Change every "TARGET" in the material below to "LABEL", and keep all other text the same.

[Rows from a pointing dataset]
..........
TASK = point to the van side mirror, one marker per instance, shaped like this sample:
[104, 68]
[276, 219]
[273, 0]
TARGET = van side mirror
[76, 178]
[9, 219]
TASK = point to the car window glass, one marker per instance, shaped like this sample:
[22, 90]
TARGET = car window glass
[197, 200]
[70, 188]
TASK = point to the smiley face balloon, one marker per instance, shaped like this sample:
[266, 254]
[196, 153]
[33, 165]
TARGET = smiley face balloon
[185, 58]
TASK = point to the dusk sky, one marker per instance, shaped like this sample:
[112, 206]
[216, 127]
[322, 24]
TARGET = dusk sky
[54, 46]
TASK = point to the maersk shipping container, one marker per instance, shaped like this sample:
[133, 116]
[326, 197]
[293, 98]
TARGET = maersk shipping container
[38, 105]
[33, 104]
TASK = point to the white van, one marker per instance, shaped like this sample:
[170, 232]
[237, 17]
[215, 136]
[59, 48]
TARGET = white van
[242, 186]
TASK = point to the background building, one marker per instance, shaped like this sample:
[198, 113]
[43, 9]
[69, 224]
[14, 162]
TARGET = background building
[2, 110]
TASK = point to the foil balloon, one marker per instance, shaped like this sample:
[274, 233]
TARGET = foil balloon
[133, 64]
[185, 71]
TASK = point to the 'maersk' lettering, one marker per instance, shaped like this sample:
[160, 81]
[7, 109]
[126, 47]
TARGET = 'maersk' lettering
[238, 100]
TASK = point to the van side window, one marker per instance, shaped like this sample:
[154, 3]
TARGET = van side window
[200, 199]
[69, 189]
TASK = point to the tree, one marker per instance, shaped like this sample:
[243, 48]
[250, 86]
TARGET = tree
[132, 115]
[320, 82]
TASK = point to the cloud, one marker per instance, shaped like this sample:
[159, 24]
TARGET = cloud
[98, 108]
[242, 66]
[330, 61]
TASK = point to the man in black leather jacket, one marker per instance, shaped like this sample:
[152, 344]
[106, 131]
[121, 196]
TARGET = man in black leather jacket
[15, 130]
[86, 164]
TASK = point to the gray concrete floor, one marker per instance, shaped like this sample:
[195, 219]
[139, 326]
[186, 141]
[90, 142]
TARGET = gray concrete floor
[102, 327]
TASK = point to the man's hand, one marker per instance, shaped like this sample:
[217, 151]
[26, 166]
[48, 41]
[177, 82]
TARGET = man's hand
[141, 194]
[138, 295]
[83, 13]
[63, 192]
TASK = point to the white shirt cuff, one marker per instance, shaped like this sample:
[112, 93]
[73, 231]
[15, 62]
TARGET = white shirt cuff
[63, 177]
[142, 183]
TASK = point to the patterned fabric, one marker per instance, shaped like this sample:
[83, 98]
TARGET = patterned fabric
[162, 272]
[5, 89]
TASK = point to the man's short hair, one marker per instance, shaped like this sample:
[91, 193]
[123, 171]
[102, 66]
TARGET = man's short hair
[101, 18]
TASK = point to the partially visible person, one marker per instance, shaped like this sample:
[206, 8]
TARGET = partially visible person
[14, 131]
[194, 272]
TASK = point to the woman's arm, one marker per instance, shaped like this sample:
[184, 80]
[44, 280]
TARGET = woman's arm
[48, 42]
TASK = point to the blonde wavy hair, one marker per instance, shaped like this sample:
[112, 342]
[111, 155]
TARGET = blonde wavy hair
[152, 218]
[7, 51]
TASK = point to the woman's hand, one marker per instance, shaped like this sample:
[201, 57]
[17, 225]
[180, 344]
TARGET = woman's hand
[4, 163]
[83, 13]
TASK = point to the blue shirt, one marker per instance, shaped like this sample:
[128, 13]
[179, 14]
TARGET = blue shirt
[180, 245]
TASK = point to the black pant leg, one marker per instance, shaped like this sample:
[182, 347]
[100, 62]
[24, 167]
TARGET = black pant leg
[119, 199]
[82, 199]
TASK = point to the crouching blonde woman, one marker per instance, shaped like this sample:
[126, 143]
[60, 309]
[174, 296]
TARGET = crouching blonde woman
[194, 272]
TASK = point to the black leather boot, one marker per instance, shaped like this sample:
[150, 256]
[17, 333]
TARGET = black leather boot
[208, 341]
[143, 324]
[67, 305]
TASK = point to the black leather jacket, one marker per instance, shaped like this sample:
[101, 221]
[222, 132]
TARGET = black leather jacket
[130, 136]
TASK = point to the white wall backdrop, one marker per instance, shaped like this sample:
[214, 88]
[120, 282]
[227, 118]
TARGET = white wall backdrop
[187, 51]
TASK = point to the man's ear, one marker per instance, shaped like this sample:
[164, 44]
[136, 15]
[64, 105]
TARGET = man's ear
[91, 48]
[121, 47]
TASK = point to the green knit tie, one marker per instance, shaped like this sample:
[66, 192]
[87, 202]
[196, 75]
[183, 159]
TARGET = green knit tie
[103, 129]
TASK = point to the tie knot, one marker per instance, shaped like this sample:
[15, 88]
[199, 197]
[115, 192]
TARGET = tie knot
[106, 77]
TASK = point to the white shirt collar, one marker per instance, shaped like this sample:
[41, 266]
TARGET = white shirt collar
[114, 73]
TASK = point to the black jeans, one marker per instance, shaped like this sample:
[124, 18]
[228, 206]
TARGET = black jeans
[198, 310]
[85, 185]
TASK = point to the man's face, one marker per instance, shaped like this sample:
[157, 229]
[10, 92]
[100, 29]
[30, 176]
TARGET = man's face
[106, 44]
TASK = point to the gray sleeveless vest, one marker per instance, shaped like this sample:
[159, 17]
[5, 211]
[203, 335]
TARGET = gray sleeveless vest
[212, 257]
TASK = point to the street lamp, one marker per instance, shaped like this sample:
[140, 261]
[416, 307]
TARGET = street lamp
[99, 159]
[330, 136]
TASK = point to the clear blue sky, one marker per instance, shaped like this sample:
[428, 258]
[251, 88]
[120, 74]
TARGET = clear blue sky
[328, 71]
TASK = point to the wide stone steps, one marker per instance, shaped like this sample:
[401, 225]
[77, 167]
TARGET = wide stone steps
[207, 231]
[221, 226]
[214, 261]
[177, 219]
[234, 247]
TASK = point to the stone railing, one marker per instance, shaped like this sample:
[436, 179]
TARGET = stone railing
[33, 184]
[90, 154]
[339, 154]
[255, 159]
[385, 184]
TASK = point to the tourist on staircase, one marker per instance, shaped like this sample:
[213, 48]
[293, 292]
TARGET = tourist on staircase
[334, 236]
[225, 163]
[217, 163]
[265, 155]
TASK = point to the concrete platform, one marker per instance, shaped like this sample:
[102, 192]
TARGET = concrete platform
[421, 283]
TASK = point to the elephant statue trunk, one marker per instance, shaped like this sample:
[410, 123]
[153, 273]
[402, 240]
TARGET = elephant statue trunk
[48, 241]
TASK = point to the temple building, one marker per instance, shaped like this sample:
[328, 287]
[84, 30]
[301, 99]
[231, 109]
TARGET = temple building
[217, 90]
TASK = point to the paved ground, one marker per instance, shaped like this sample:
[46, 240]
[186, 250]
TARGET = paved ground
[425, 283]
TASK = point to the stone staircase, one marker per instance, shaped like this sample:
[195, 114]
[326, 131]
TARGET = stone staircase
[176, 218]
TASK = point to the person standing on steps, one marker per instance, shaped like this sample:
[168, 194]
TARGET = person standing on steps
..........
Solution for this problem:
TASK = point to the van side mirror, one marker per instance, shaped like this sample:
[104, 68]
[276, 219]
[273, 0]
LABEL = van side mirror
[76, 178]
[9, 219]
TASK = point to the car window glass, one marker per instance, shaped like this sample:
[22, 90]
LABEL = car window glass
[197, 200]
[70, 188]
TASK = point to the smiley face balloon, one marker per instance, shaped like this sample:
[266, 254]
[196, 153]
[33, 165]
LABEL = smiley face balloon
[185, 58]
TASK = point to the dusk sky, one marker per instance, shaped like this sample:
[112, 206]
[216, 127]
[322, 24]
LABEL = dusk sky
[54, 46]
TASK = point to the maersk shipping container, one marker per instance, shaped like this sample:
[133, 116]
[326, 197]
[293, 98]
LABEL = maersk shipping container
[38, 105]
[33, 104]
TASK = point to the white van, one marker per instance, shaped like this sample:
[170, 232]
[237, 17]
[215, 136]
[59, 48]
LABEL = white van
[242, 186]
TASK = point to the background building, one marker per instance, shaped like this sample:
[198, 113]
[43, 9]
[69, 224]
[14, 162]
LABEL = background building
[2, 110]
TASK = point to the foil balloon, one marker per instance, shaped like this sample:
[274, 233]
LABEL = foil balloon
[133, 64]
[185, 71]
TASK = point to the 'maersk' lettering, one marker per instance, shaped like this sample:
[160, 81]
[7, 109]
[126, 47]
LABEL = 'maersk' lettering
[238, 100]
TASK = point to the van side window, one marker per instance, shaped like this sample:
[154, 3]
LABEL = van side window
[200, 199]
[69, 189]
TASK = point to the tree, one marker per instance, shaped like this sample:
[243, 48]
[250, 86]
LABEL = tree
[132, 115]
[320, 82]
TASK = point to the cloud, one marker per instance, shaped like this sample:
[159, 24]
LABEL = cloud
[98, 108]
[242, 66]
[330, 61]
TASK = point to the man in black leather jacket, one marker per instance, shaped like this sample:
[152, 344]
[106, 131]
[121, 196]
LABEL = man in black leather jacket
[15, 130]
[86, 164]
TASK = point to the gray concrete floor, one marker per instance, shaped like this sample:
[195, 219]
[139, 326]
[186, 141]
[90, 142]
LABEL = gray concrete floor
[102, 327]
TASK = point to the man's hand, one marker per instance, shaped like this sample:
[217, 151]
[26, 166]
[48, 41]
[177, 82]
LABEL = man's hand
[141, 194]
[138, 295]
[83, 13]
[63, 192]
TASK = point to the white shirt cuff, one marker per instance, shaped like this sample:
[112, 93]
[73, 231]
[15, 62]
LABEL = white shirt cuff
[63, 177]
[142, 183]
TASK = point to the patterned fabric, one marker per instance, shaped like this sample:
[83, 98]
LABEL = patterned fabric
[162, 272]
[5, 89]
TASK = point to the man's short hair, one marker per instance, shaped like this sample:
[91, 193]
[123, 171]
[102, 66]
LABEL = man's short hair
[101, 18]
TASK = point to the partially visible person, one marker per instance, shaped like this sample:
[206, 8]
LABEL = partially visible person
[14, 131]
[194, 272]
TASK = point to the woman's arm, one marker per instance, shaped like this sample:
[184, 80]
[44, 280]
LABEL = woman's arm
[48, 42]
TASK = point to the blonde wavy hair, one marker per instance, shaped like this sample:
[112, 342]
[111, 155]
LABEL = blonde wavy hair
[152, 218]
[7, 51]
TASK = point to the woman's hand, one marker per instance, shaped like this sample:
[201, 57]
[17, 225]
[180, 344]
LABEL = woman's hand
[4, 163]
[83, 13]
TASK = point to the blue shirt, one marker per instance, shaped like this sample:
[128, 13]
[179, 14]
LABEL = blue shirt
[180, 245]
TASK = point to the black pant leg, one marker per instance, shaped like this sample:
[182, 347]
[100, 62]
[24, 167]
LABEL = black pant leg
[119, 199]
[82, 199]
TASK = point to the crouching blonde woman, one marker per instance, shaped like this sample:
[126, 143]
[60, 309]
[174, 296]
LABEL = crouching blonde woman
[194, 272]
TASK = point to the black leather boot, one marker per instance, shaped like this sample:
[150, 256]
[17, 333]
LABEL = black leather boot
[208, 341]
[143, 324]
[67, 305]
TASK = point to the black leather jacket, one marker per instance, shaped like this sample:
[101, 221]
[222, 132]
LABEL = black leather jacket
[130, 136]
TASK = point to the white wall backdrop, one marker per instance, shaped like this sample:
[214, 88]
[120, 282]
[227, 118]
LABEL = white wall backdrop
[187, 51]
TASK = point to the man's ear, one marker per instance, shaped like this sample:
[164, 44]
[136, 15]
[64, 105]
LABEL = man's ear
[91, 48]
[121, 47]
TASK = point to the green knit tie, one marker per instance, shaped like this sample:
[66, 192]
[87, 202]
[196, 75]
[183, 159]
LABEL = green knit tie
[103, 129]
TASK = point to the tie knot, one marker per instance, shaped like this sample:
[15, 88]
[199, 197]
[115, 192]
LABEL = tie knot
[106, 77]
TASK = point to the white shirt collar, one marker per instance, shaped like this sample:
[41, 266]
LABEL = white shirt collar
[114, 73]
TASK = point to the black jeans, one marker per instance, shaped like this sample:
[124, 18]
[228, 206]
LABEL = black jeans
[198, 310]
[85, 185]
TASK = point to the man's face, one marker per instance, shaped like this sample:
[157, 229]
[10, 92]
[100, 29]
[30, 176]
LABEL = man's face
[106, 44]
TASK = point to the gray sleeveless vest, one marker per instance, shaped like this sample:
[159, 17]
[5, 211]
[203, 335]
LABEL = gray sleeveless vest
[212, 257]
TASK = point to the street lamp, one marker per instance, shaped like this sample:
[140, 261]
[416, 307]
LABEL = street lamp
[99, 159]
[330, 136]
TASK = point to the clear blue sky, one marker per instance, shaped like this sample:
[428, 258]
[251, 88]
[120, 74]
LABEL = clear blue sky
[328, 71]
TASK = point to the wide stone steps, one marker per instance, shaped like this sample:
[401, 225]
[77, 167]
LABEL = wide stone steps
[207, 231]
[221, 226]
[214, 261]
[177, 219]
[234, 247]
TASK = point to the stone railing, one marker per instance, shaped like this sample:
[436, 179]
LABEL = stone railing
[33, 184]
[90, 154]
[339, 154]
[255, 159]
[385, 184]
TASK = point to the tourist on staircase, one marker per instance, shaped like this sample:
[213, 48]
[293, 292]
LABEL = tourist on staircase
[334, 236]
[225, 163]
[217, 163]
[265, 155]
TASK = point to the concrete platform, one marker per instance, shaped like this sample:
[102, 192]
LABEL = concrete platform
[421, 283]
TASK = point to the elephant statue trunk, one marker per instance, shaped like this sample:
[410, 123]
[153, 273]
[402, 240]
LABEL = elephant statue trunk
[48, 241]
TASK = point to the temple building, one marker per instance, shaped like this sample:
[328, 287]
[84, 30]
[301, 99]
[231, 109]
LABEL = temple building
[217, 90]
TASK = point to the paved ground, one marker per instance, shaped like this sample:
[46, 240]
[186, 250]
LABEL = paved ground
[425, 283]
TASK = point to the stone staircase, one marker per instance, shaped like this sample:
[195, 114]
[326, 131]
LABEL = stone staircase
[176, 218]
TASK = point to the person standing on steps, one marker per instance, shaped like this sample:
[168, 194]
LABEL = person standing on steps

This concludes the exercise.